[CE QU'IL FAUT FAIRE] Pourriez-vous poursuivre le passage sur la notion de culture en reprenant juste après sa dernière phrase ?

[PASSAGE DU TEXTE]
=====
Marc Fumaroli : Vaste chausse-trape ! Le mot culture est d’emploi relativement récent. On parlait autrefois de gens cultivés, comme d’un champ stérile que la culture a rendu fertile. Les anthropologues se sont emparés du mot, pour désigner les outils dont se servent les peuples sans écriture pour se défendre contre la nature.

Appliqué à nos sociétés, culture en ce sens est devenue un mot-valise qui désigne tout et n’importe quoi. On parle de culture d’entreprise, de culture rock, pop, rap, de culture de banlieue, de culture élitiste. Ce vague est employé de manière extensive pour désigner les habitudes de vie propres à un groupe social ou les clients d’un même type de divertissement.

De culture–mot valise, on est passé ensuite à la notion de « multiculturalisme », qui prétend décrire et même théoriser une société invraisemblable, composée d’une multitude de cultures différentes ou incompatibles, et qui néanmoins pratiquerait une parfaite tolérance réciproque !

 → Sociologie culturelle et sociologie électorale sont-elles équivalentes ?

En fait, « culture », et par extension « multiculturalisme », notions d’origine anthropologique, puis sociologique, conceptualisent des données statistiques. Elles pensent le réel quantitativement, autrement dit abstraitement.

La sociologie culturelle est de même nature que la sociologie électorale. On dira doctement que les régions de « culture catholique » (c’est-à-dire qui furent autrefois de religion catholique), « votent à maintenant à gauche », (c'est-à-dire pour une gauche qui fut autrefois de conviction socialiste).

Dans cette appréhension par la sociologie des comportements culturels ou électoraux de l’humanité actuelle en pays développé, celle-ci se trouve réduite, par commodité arithmétique, à l’anonymat et la série. 

La sociologie électorale a beaucoup d’analogie avec la sociologie culturelle, qui elle-même recoupe, parfois au point de la recouvrir, la sociologie commerciale. C’est aussi en effet à l’anonymat et à la série que s’intéressent exclusivement, pour cibler en gros et en détail leur clientèle, les industries de consommation de masse et entre autres, les « majors » de la consommation dite culturelle, musique, feuilletons TV, presse et livres de gare.

Il est difficile et même impossible, dans ce mode de penser et de faire, de distinguer ce qui est culturel de ce qui est commercial, la Maison de la culture et le Centre commercial exposant de « l’Art contemporain ». Dans les deux cas, il s’agit de comportements de clientèle dont la marge de choix et le degré de liberté sont faibles.

La publicité commerciale, comme le politiquement correct médiatique (une litote pour propagande) conditionnent, quand elles ne les dictent pas, les comportements consommateurs que la sociologie et ses statistiques décrivent doctement, après coup, comme libres. Du fait que tout est culturel, tout peut devenir objet de mise en scène muséale, même « la merde d’artiste », même les préservatifs qui font partie de la marchandisation du Tour de France !

La vraie question : qu’est-ce qui échappe au culturel, qu’est-ce qui « cultive » au sens ancien de culture de l’âme ?
=====
[LIGNES EXTRAITES]
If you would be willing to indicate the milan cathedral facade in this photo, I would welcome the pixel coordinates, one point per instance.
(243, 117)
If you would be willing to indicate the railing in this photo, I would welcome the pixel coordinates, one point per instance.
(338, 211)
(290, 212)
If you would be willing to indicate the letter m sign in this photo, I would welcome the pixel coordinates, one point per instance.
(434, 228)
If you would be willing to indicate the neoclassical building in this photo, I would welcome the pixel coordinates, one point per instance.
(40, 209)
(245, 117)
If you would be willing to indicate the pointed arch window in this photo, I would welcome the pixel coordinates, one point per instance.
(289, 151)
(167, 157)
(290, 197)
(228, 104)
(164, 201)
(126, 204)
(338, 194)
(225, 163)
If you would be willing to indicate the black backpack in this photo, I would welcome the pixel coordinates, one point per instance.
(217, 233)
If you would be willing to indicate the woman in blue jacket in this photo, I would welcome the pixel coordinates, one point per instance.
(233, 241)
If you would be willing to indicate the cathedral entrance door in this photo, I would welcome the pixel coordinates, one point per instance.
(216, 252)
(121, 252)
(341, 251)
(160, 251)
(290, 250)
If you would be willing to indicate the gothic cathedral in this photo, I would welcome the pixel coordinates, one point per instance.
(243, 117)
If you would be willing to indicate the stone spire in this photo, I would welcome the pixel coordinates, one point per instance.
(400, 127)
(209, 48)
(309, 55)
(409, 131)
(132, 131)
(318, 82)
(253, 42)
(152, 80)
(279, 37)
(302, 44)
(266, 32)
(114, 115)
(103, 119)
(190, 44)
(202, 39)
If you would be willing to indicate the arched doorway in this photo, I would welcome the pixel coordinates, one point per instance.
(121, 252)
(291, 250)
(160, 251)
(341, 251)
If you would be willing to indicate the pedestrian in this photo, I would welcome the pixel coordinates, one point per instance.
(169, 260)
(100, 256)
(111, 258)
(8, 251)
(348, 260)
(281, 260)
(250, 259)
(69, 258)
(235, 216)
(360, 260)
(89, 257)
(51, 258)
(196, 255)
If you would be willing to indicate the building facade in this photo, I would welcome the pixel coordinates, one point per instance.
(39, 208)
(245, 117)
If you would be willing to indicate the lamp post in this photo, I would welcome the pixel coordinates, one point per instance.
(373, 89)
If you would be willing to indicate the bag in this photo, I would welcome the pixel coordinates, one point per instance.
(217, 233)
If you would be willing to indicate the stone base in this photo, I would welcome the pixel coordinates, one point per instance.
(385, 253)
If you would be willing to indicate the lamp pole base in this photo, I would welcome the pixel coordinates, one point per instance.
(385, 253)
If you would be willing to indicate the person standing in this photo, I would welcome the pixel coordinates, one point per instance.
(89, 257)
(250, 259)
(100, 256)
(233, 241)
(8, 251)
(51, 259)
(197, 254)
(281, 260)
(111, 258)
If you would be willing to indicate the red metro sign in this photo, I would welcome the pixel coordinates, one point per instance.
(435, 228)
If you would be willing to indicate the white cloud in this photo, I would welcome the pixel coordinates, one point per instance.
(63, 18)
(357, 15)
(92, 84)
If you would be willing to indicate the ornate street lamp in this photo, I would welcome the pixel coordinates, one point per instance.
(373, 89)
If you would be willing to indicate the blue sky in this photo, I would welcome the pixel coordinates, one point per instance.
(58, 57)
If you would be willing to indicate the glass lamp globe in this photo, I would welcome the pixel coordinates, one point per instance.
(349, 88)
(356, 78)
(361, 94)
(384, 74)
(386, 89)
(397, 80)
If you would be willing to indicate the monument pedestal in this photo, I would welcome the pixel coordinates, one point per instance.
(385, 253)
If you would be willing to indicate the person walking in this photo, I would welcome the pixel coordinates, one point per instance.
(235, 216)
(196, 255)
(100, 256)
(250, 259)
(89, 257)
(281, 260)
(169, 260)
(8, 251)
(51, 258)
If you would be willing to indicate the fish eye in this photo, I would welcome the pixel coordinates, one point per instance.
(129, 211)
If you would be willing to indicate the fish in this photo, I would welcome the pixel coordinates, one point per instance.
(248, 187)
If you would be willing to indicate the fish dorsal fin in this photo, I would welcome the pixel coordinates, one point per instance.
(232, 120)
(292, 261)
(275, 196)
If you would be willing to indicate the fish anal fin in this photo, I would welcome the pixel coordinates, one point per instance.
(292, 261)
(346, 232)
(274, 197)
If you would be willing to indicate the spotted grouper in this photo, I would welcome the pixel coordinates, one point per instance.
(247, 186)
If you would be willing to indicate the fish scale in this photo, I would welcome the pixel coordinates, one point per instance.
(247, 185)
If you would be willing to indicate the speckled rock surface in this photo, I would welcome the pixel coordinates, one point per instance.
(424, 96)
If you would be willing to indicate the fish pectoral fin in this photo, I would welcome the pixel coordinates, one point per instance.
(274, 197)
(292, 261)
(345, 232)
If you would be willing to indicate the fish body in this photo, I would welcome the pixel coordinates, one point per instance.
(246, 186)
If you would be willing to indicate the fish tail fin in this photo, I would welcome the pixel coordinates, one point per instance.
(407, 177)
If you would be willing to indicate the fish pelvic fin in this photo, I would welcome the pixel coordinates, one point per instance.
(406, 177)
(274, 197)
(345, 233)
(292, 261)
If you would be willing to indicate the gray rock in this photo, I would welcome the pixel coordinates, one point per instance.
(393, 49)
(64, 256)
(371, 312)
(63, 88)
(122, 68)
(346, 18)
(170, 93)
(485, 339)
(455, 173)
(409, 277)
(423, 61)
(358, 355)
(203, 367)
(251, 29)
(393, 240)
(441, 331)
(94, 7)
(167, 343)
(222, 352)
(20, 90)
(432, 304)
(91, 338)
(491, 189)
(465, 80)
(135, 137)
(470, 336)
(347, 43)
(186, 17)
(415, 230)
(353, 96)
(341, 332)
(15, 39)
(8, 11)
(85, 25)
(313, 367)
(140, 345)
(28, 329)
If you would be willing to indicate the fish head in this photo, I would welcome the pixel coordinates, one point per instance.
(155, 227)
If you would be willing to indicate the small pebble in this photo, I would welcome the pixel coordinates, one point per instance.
=====
[RÉPONSE RÉDIGÉE]
D’abord le désir qui naît, on ne sait pourquoi, d’échapper à l’étouffement sociologique du culturel- commercial-électoral. Ensuite l’exercice du discernement et de la préférence personnelles pour ce qui cultive, fertilise et nourrit, au dépens de ce qui fait des nous des cobayes dociles de la sociologie culturelle, commerciale et électorale. Un éveil à soi-même hors du quantifiable. Cela s’appelle aussi la grâce ou la sagesse

 → Le prix vous semble-t-il un élément majeur dans la définition de la culture contemporaine ?

Le discernement des êtres et des choses finit par développer un goût personnel.

Faute de goût, qui demande du temps et du recul, et aussi longtemps que pour aller plus vite l’on reste englué dans l’intestin sociologique du culturel - commercial- électoral, à quoi se fier pour évaluer, sinon au prix en dollars que « fait» une star du petit ou du grand écran et une vedette du sport, ou que représente aux dernières nouvelles du casino, telle mise heureuse d’ « Art contemporain » .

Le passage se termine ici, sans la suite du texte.